Task requirements>
A. Do these statements agree with the passage about money and banking? (i) Japan's economic crisis was one that had been expected. (ii) The bankruptcy of Lehman Brothers came in September 2008. (iii) Gordon Brown had long supported transaction taxes. Answer yes or no for each, quoting the words of the passage that decide it.
B. Continue the passage about money and the Tobin Tax, starting after its last sentence.

Text passage>
Money has no real mysteries, it is an agreed set of social relationships. Mysteries arise from the humans in charge of money, or rather those in charge of lending it out. Central to lending is a human relationship, is this person ‘credit-worthy’? If not, is there still a good chance of making money?

The devotees of Magical Mystical Money insist that their own business is vital to the world’s welfare and must not be interfered with. This view became popular in the 1980s – the old morality was no longer believed in, but attempts to build a new morality hadn’t gone all that well and were bogged down in disputes about what the new morality should be.

Events drifted – Thatcher and Reagan talked tough but were never that much in control. Several things seemed to go well for them – the Cold War ended in the West’s favour. Japan ran into an unexpected economic crisis just at the moment when some people in the West were thinking of defining Japan as the new enemy. China and the Republic of India were rising steadily, but both had relaxed some of their economic controls, and were assumed to be heading for a Western-style system.

Things began to shift rapidly after September 2008, when the bankruptcy of Lehman Brothers turned the already-serious crisis in Subprime Mortgages into a full-scale disaster that would have brought down the entire banking system if ‘free market’ rules had been followed. Governments had to step in and the illusion of ‘free markets’ got exposed.

‘Feed the Rich’ policies and deregulation had let financiers create financial voids to boost share price and justify bonuses. Now the voids have to be filled, no choice. People’s ordinary money has been mixed with the speculation so that there’s little alternative but to support it all.

One way to stop it happening again would be a ‘Tobin Tax’. A fixed percentage charge on all transactions, meaning that speculation becomes less profitable. Gordon Brown had been against them for years, but in November he suddenly switched:

“Mr Brown said the International Monetary Fund would review the possibility of a global transaction tax and report back in April next year — signalling the G20 had agreed as a group to take up the matter more seriously….

“Britain has repeatedly rejected a long-standing idea for a so-called Tobin Tax on cross border foreign exchange transactions.

Record extracts>
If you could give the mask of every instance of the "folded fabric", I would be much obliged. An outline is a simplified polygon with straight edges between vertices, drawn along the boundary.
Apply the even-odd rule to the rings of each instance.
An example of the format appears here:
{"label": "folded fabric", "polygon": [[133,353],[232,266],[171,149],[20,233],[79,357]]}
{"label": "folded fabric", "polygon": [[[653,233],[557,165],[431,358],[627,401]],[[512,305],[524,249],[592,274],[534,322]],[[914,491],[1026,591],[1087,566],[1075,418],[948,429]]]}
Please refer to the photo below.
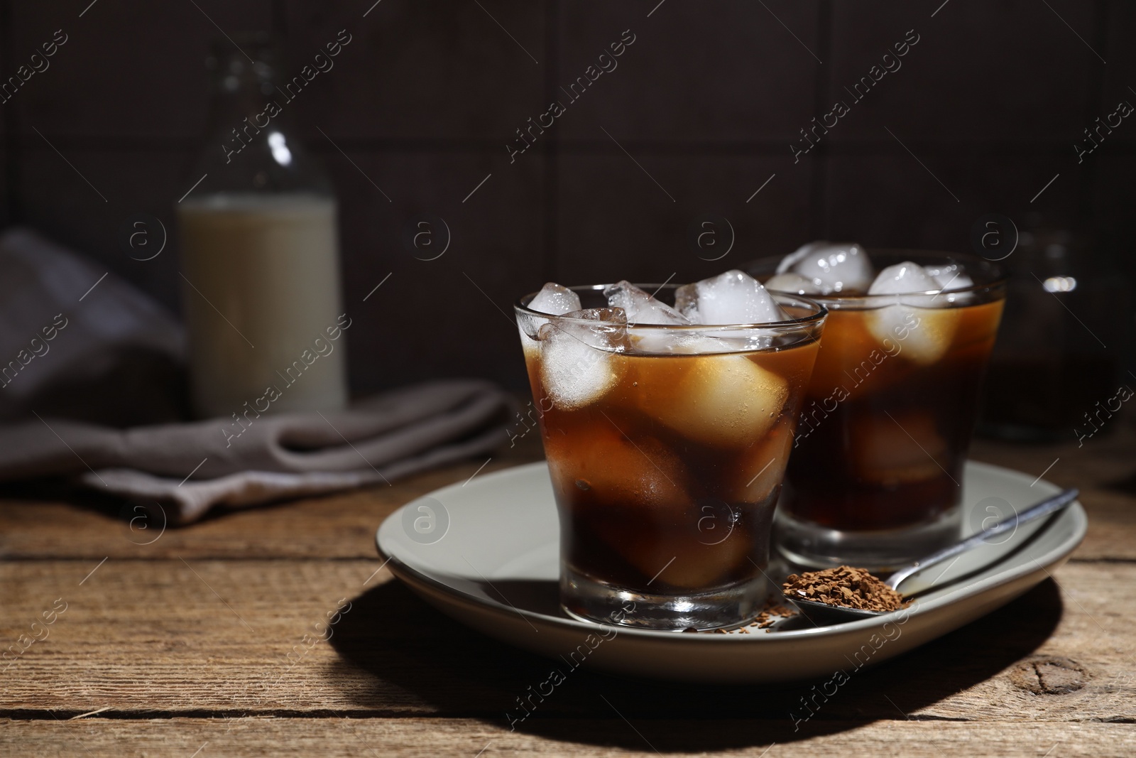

Responses to the exercise>
A.
(i) No: "Japan ran into an unexpected economic crisis"
(ii) Yes: "Things began to shift rapidly after September 2008, when the bankruptcy of Lehman Brothers turned the already-serious crisis in Subprime Mortgages into a full-scale disaster"
(iii) No: "Gordon Brown had been against them for years"

B.
“G20 officials said the levy mentioned by Brown would be broader and could be on all financial transactions or bank earnings. The levy would be small, perhaps around 0.005 percent, much lower than a Tobin Tax.” [A]

He’s not alone in this, the idea is being taken much more seriously than ever before. It seems likely that nothing will happen during the current crisis: the USA is still committed to the Reagan notion of less taxes and a small state. Cameron and the Tories are likely to win the next British election on the same basis. But the wider world is changing and the era of Anglo hegemony is clearly drawing to a close.

[Sadly, right-wing propaganda and the 1960s legacy still make state control of finance unpopular in the West. The speculators have been stuffed with public money and seem certain to have at least one more bout of anti-social finance as a marginal recovery occurs.]

 

High Street Standardisation [Chain Stores]

“Music, games and books retailer HMV has said its losses have shrunk as competitors run into trouble.

“The company’s pre-tax loss shrunk to £24.9m for the 26 weeks to 24 October, compared with a loss of £27.5m in the same period last year.

“It has converted 32 stores of former rival Zavvi, while Borders, competitor to HMV’s books chain Waterstone’s, recently went into administration.”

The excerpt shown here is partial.